§ **Do this**: Reproduce exactly the lines from the one containing "TASK = point to the floor" through the last line of the data, both ends included.

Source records
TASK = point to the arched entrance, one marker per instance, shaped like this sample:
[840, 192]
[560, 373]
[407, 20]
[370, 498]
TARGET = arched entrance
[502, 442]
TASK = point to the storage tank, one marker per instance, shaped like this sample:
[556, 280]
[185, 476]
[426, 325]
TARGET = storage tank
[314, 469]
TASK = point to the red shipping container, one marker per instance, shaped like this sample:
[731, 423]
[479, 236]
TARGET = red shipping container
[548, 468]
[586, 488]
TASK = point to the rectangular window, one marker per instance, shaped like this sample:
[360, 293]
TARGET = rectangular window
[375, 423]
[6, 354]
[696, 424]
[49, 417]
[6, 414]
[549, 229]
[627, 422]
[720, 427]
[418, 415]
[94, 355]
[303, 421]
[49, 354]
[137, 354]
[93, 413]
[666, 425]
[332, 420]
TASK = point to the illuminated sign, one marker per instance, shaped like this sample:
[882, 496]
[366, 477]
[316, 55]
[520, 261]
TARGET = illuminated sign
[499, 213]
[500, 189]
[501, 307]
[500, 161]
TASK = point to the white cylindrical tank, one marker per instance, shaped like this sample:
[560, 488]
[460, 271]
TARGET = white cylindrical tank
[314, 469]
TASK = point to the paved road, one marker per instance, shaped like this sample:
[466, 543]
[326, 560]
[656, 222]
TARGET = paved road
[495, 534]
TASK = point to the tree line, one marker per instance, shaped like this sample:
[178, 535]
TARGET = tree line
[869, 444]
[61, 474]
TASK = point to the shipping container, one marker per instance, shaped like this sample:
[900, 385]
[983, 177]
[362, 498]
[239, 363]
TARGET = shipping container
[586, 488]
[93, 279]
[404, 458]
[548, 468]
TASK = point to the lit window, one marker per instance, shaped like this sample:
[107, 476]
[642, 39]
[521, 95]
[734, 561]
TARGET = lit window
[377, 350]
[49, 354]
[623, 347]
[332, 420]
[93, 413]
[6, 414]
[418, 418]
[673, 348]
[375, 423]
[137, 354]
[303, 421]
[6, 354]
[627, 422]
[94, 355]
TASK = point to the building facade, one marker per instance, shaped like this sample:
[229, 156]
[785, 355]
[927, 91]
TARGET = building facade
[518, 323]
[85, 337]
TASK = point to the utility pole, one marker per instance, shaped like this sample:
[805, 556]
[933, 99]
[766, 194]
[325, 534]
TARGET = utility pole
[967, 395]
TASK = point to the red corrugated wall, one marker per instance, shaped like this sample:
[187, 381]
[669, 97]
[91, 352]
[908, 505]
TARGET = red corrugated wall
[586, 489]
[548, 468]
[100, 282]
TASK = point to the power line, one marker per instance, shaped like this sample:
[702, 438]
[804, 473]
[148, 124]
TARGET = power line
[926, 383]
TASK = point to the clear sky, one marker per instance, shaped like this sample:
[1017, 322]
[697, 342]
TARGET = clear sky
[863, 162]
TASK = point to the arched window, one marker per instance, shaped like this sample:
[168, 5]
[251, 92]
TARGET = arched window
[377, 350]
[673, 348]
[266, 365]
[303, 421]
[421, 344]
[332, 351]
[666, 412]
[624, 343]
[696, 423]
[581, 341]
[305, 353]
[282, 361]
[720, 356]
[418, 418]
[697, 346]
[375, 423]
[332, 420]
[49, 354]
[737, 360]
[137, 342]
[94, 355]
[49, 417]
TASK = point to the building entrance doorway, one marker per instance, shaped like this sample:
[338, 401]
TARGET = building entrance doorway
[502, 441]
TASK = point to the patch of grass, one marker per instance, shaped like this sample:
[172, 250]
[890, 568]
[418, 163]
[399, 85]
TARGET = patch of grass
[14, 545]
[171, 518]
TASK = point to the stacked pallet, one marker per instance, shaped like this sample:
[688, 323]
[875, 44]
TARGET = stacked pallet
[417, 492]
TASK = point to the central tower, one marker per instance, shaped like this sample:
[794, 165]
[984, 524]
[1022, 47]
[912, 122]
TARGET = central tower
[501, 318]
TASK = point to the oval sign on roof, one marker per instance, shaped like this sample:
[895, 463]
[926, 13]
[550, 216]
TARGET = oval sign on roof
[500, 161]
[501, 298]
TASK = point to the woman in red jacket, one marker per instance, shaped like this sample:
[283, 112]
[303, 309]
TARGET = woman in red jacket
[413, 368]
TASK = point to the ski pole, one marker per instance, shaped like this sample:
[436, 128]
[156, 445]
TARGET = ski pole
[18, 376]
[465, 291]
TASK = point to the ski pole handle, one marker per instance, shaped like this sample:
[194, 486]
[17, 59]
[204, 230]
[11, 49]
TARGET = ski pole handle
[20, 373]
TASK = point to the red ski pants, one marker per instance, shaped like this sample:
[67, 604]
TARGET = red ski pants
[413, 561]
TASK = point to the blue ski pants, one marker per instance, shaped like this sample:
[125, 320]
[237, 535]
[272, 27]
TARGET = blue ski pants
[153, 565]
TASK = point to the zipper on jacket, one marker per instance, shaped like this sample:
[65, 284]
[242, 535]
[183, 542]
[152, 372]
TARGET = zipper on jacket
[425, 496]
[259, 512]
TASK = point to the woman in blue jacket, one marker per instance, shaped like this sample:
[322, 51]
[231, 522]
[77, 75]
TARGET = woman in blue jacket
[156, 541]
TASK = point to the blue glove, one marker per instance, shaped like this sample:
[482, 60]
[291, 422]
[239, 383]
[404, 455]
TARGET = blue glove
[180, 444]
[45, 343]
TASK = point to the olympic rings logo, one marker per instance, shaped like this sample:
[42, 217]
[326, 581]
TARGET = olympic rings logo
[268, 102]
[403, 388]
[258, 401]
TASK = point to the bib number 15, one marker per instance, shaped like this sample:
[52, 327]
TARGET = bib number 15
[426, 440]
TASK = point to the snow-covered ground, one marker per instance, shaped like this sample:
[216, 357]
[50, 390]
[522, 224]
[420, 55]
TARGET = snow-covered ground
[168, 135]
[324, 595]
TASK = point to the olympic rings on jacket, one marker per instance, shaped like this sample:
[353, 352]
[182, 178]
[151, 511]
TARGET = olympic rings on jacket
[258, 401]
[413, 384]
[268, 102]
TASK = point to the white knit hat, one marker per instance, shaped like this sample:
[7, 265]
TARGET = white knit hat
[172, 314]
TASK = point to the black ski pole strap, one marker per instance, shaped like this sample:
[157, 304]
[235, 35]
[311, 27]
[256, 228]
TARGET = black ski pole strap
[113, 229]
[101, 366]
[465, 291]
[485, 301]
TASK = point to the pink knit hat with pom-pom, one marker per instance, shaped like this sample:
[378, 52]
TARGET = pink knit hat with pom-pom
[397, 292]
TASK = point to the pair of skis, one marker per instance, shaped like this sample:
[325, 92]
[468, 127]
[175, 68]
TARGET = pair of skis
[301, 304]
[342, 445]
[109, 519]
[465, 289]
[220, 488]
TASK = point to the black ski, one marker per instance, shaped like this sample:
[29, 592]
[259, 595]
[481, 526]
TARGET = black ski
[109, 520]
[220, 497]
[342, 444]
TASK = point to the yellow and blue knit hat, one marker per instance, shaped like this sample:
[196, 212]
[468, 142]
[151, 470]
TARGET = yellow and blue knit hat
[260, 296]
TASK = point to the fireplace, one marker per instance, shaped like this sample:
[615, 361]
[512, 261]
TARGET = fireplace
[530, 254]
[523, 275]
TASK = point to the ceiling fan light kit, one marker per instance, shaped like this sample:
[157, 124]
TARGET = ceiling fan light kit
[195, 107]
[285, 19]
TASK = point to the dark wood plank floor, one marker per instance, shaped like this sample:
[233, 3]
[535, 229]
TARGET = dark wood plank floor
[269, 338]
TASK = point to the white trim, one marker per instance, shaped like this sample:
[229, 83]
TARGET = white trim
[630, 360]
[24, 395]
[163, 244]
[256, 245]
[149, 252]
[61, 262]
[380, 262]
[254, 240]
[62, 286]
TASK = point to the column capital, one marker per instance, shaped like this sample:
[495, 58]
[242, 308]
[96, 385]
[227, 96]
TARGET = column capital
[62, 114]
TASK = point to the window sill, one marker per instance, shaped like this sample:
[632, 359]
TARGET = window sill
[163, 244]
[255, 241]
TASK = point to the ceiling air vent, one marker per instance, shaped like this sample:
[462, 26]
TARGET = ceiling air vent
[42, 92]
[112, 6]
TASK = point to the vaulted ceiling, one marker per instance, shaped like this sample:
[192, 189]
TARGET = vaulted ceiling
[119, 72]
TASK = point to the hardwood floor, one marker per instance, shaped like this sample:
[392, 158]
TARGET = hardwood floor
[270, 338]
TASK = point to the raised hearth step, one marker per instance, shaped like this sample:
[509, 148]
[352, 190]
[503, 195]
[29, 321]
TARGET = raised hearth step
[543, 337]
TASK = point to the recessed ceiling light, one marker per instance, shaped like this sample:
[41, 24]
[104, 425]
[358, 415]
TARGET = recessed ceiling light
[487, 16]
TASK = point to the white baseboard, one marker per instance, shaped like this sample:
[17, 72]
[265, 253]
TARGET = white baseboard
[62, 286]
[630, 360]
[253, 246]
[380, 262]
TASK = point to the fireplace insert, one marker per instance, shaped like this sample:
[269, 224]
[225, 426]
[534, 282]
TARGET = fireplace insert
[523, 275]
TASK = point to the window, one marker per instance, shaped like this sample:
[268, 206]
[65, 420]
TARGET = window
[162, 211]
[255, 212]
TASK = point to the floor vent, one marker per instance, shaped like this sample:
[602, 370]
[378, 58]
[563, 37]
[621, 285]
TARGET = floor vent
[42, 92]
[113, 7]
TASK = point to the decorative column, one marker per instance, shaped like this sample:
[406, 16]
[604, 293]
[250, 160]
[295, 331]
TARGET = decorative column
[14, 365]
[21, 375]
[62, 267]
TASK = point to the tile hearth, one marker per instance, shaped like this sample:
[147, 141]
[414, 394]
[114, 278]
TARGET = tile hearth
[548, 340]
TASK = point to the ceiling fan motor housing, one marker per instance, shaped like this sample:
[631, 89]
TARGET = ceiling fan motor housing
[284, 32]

§ **Response to this exercise**:
TASK = point to the floor vent, one marker per instance, shaped like this sample:
[602, 370]
[378, 58]
[563, 37]
[621, 285]
TARGET = floor vent
[42, 92]
[113, 7]
TASK = point to the decorative column, one marker per instance, shaped like this sample:
[406, 16]
[604, 293]
[250, 160]
[295, 331]
TARGET = decorative column
[14, 365]
[21, 375]
[62, 267]
TASK = point to the tile hearth, one marker per instance, shaped like this sample:
[147, 141]
[414, 394]
[114, 278]
TARGET = tile hearth
[548, 340]
TASK = point to the ceiling fan motor housing, one marker per instance, shaped like this sample:
[631, 89]
TARGET = ceiling fan motor housing
[284, 32]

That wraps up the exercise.